--- PASSAGE PROVIDED ---
# Building some surrounds



## Mike Edwards (Mar 10, 2011)

Being that I built some very high efficiency SEOS speakers last year for my mains I figure it's about time to replace my Polk M30's for surrounds. As such I will be making 4 Volt 10's from Diysoundgroup to replace my 2 polks...yes deciding to go from 5.1 to 7.1.

For those of you not in the know, the Volt 10's are coaxial based surrounds, using a compression driver that's hidden behind the woofer which has an acoustically transparent dustcap (and the woofer kind of acts like a wave guide in some small respects too). these are supposedly amazing at surrounds due to their off axis abilities. They're going to be mounted about 7 feet up on the walls using angled boxes.... I have the stuff in hand. all it should take is some time with me and my buddy down at his workshop

Pictures will come as the build starts

this one will give you an idea what they will look like


----------



## willis7469 (Jan 31, 2014)

Subscribed! Curious to see this play out. How high is your ceiling?


----------



## Mike Edwards (Mar 10, 2011)

willis7469 said:


> Subscribed! Curious to see this play out. How high is your ceiling?


it's a sloped ceiling, so 8 feet on the left and 11 feet on the right


----------



## justforthesoundof (May 8, 2012)

I don't know about your WAF, but I made something similar looking for my eldest daughter. I made it white to blend in with the trim. I made a removable white grill. In order to keep the black speaker showing through, I painted the wood flat black with the grill cloth on the front of the frame. 
One thing I have decided that I will do differently is to measure the sweet spot and angle each speaker to point there. I had designed them with a 15°angle.


----------



## Steeve-O (Dec 3, 2010)

I'm subscribed too. That is one projet I would like to build in the future (building seos speaker for all my speaker) and sure it's currently only a dream but still I'm debating between Volt-10 and Fusion-8 as surround.


----------



## Mike Edwards (Mar 10, 2011)

Steeve-O said:


> I'm subscribed too. That is one projet I would like to build in the future (building seos speaker for all my speaker) and sure it's currently only a dream but still I'm debating between Volt-10 and Fusion-8 as surround.

--- OBJECTIVE A ---
From the surround speaker thread, reproduce the portion that begins at the words "One thing I" and stops after the words "(Dec 3, 2010)".
--- OBJECTIVE B ---
Continue the surround speaker thread past its final post, adding the reply that comes next.

--- DATASET CONTENT ---
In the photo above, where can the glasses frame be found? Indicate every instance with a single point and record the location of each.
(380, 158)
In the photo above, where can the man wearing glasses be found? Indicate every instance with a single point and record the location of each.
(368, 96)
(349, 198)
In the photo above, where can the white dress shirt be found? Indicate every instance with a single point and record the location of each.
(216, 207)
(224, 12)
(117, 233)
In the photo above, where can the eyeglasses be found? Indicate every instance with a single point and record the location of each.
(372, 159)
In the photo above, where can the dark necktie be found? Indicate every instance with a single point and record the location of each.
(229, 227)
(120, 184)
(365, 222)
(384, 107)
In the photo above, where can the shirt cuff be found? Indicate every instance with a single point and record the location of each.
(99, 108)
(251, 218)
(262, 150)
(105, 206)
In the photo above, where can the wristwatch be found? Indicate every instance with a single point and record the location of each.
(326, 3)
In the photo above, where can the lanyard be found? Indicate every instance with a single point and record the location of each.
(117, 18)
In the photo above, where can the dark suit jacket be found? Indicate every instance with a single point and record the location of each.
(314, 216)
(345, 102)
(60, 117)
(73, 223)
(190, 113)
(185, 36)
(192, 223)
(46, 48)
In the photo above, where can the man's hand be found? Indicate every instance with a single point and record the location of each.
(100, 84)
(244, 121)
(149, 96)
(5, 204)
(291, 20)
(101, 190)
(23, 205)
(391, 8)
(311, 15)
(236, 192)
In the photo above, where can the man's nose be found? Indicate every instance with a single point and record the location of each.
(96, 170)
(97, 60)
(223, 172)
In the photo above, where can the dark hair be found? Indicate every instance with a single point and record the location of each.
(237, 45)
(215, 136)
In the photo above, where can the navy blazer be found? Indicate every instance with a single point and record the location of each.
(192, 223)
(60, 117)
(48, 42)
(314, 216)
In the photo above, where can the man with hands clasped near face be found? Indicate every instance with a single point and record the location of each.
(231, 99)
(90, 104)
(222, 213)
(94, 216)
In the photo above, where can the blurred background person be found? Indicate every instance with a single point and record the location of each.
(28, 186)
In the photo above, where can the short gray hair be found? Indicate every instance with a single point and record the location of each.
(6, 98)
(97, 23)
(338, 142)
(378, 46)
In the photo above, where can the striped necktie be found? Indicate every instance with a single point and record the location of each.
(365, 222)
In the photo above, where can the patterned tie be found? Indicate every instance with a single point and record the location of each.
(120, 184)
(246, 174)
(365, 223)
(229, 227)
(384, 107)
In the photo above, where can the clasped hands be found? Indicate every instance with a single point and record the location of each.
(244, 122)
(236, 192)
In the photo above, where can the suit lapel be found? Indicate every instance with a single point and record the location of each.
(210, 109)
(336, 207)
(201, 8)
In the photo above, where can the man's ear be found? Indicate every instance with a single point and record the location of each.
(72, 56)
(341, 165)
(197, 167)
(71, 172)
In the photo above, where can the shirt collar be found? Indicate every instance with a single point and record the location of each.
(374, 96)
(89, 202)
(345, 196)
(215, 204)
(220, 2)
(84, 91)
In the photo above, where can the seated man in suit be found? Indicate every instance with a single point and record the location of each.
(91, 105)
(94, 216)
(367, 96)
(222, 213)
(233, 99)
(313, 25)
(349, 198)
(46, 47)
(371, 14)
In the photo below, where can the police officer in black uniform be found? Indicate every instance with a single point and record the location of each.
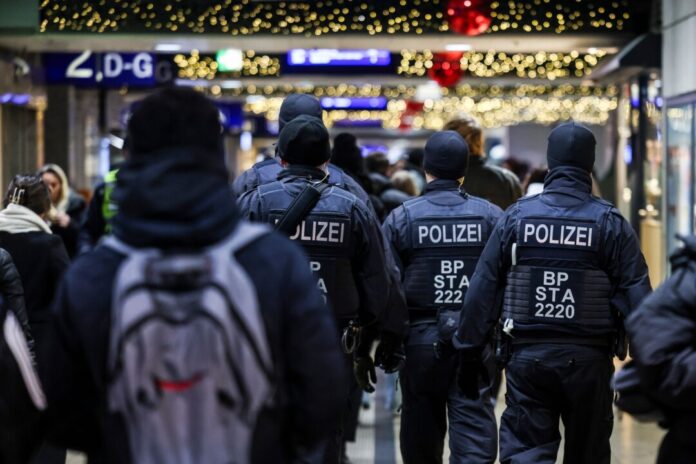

--- EXPECTED ANSWER A ---
One thing I have decided that I will do differently is to measure the sweet spot and angle each speaker to point there. I had designed them with a 15°angle.


----------



## Steeve-O (Dec 3, 2010)

--- EXPECTED ANSWER B ---
It depends on your tastes but as surrounds they are superb. I got a chance to hear the volt 10s in action and they are incredible as surrounds since the sound coming from them were impossible to locate. That coaxial setup has fantastic off axis range. Even better than when we tested my buddies seos speakers for surrounds.....


And on a side note the sickness has ahold of since I'm considering replacing my cheap thrill seos mains with the insane 1099 seos bad boys


----------



## dougc (Dec 19, 2009)

I have 6 of the ported v8 and am very happy with them. Are you building the sealed version?


----------



## fusseli (May 1, 2007)

Looks cool and sounds like a very interesting build, I like the coaxial with transparent dust cap. Definitely unique and practical.


----------



## Mike Edwards (Mar 10, 2011)

dougc said:


> I have 6 of the ported v8 and am very happy with them. Are you building the sealed version?


yeah, I'm going with the sealed angled V-10.... the ported is a kewl idea, but would over double the size of the enclosure, and for surrounds it's not necessary. I might do that if I was using them as mains in the bedroom or something, but not as surrounds


----------



## Mike Edwards (Mar 10, 2011)

well, being that this year has been VERY busy for me, and I was just plain lazy it's taken me a while... I got the first 2 of my 4 surrounds wired up (switched to 5.1 for the next week, maybe 2 until I can get the last 2 speakers up for my back surrounds)... I decided I was tired of waiting and cutting angled cuts so I bought the Flat packs from Erich over at DIYSoundgroup to finish up the boxes and let me say this. they are EASY to assemble. I'm not the woodworker, my buddy is, I'm just good at designs and tweaking stuff. long story short, I built the boxes over the weekend and finished running them with duratex in 24 hours... the last 2 boxes just need duratex and I can toss in the components

I'm hanging them on my side walls with french cleats from Home Depot and they blend seamlessly with my SEOS 15 Cheap Thrills. the clarity on these things are WAAAAAAAAAAAAAAAAAY better than my Polk M30's, giving off effortless detail that I didn't realize was in the audio track before. absolutely love that they're hung up near the ceiling and angled down so I don't have to have my sides on stands anymore taking up space. here is the pics I took to show the process


----------



## dtsdig (Oct 31, 2012)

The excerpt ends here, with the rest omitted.